What I experienced from the people in the program and the other hospital chaplaincy staff was a deep sense of care and concern for me as a person and non-judgmental acceptance. That might seem like fairly basic stuff, but it was eye-opening for me. I came from a religious system that made clear divisions between those who were saved and those who were unsaved. The whole point of that system was to get the unsaved over to the saved side. Because that’s what Jesus did.
But what I began to see was that how Jesus went about his mission was simple. He basically went around and listened to people. Sure, he was a teacher, but his teaching came from a deep well of understanding of people that came about because he primarily listened.
It was a profound relief to simply learn how to listen to people. That listening was in and of itself and important ministry. To listen with no agenda at hand; to listen without waiting for an opening or hook on which to proceed with a convincing argument. Simply to listen.
The day I was to go out on my assigned ward and begin listening to people, one of the Roman Catholic Priests took me aside and said, “Don’t try to save anyone. Just remember that Jesus has already done that.”
That was a burden lifted. That simple bit of advice has stayed with me through so many situations. Especially those where the great temptation is to try to jump in and Do Something! Because what good are you if you can’t do anything to make it better!?
If God is the author of salvation, whatever that term may imply, then God is the giver of that gift. God is the one who determines what that gift means. I’ve come to believe that God’s determination is, by whatever measure we apply, generous and more generous than our doctrines and dogmas would allow.
There was a program I used to listen to on BBC radio called, “My Teenage Diary.” Well-known people came on the show and read from what they wrote as teenagers and they talked about what advice they might give to their younger selves.
If you are still in your teens, what advice might you give to your older self?
Knowing what I know from this vantage point, what might I say to my younger self?
When I asked this question to the children in McGrath a couple of weeks ago, I got some interesting answers. I would say to my younger self –
Be happy and enjoy your life because your life is going to be an amazing adventure.

Dataset entries
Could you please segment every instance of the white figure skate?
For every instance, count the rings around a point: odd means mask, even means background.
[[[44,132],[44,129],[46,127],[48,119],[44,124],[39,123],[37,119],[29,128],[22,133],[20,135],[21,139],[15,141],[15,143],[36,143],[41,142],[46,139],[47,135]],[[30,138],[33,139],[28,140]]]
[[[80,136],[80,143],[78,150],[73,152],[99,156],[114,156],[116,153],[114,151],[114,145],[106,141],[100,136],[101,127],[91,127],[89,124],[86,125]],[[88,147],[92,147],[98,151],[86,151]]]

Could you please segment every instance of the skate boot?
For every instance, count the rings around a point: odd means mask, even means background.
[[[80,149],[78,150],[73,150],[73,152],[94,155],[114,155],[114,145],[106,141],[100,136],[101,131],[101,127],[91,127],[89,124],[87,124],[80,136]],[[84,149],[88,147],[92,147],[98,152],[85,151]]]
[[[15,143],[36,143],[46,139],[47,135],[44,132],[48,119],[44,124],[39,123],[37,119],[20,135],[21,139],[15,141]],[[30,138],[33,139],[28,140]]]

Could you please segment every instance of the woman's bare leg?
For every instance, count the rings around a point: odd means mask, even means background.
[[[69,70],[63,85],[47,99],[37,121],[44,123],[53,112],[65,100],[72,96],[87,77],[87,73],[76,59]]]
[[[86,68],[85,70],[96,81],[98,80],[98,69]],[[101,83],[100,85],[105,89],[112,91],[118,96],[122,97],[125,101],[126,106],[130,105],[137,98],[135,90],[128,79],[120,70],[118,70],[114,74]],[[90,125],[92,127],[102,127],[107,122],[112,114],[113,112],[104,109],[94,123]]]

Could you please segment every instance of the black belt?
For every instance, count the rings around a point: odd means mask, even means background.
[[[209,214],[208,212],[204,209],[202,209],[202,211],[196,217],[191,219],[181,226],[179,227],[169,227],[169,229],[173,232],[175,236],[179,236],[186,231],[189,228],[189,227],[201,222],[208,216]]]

WHAT IS REQUIRED →
Pick up the reflection on chaplaincy and listening above after its last sentence, and carry it on in the same voice.

RESPONSE AREA →
Don’t be afraid to fall in love – your heart will get broken and you will break a few along the way, but love will win out and you will be happy.
You will be a dad to three great individuals; you will be a granddad to five great individuals; you will always be the little brother to your siblings.
You will have many great friends along the way.
Don’t worry so much about what other people think of you, don’t take yourself too seriously and keep your sense of humor because it will get you through the tough times.
You will travel the world and live in exotic foreign lands.
You will study and learn to your mind’s delight.
You will have some interesting jobs – shoeshine boy, dishwasher, waiter, bus driver, lumber jack, fire fighter, paper boy, janitor and church minister.
You’ll make some mistakes, but you recognize stupid mistakes for what they are, so the mistakes you make are nothing from which you can’t recover. Learn from your mistakes and learn from the mistakes other people make.
If you want to avoid the end-of-life regrets, then don’t be afraid to take risks. It’s better to try and fail than to not try at all.
Practice the virtue of forgiveness. Grudges will only weigh you down.
Take care of yourself, set healthy boundaries, take some time off on a regular basis
If you want to know the meaning of life you will find it in this: love yourself, love others and love God. Life is more journey than destination and love is what matters most.
So, for this year I may indeed make a few resolutions –
- To listen and learn.
- To be kind.
- To affirm the dignity of others.
- To live my hopes and not my fears.
And to keep a face mask in the car. Amen.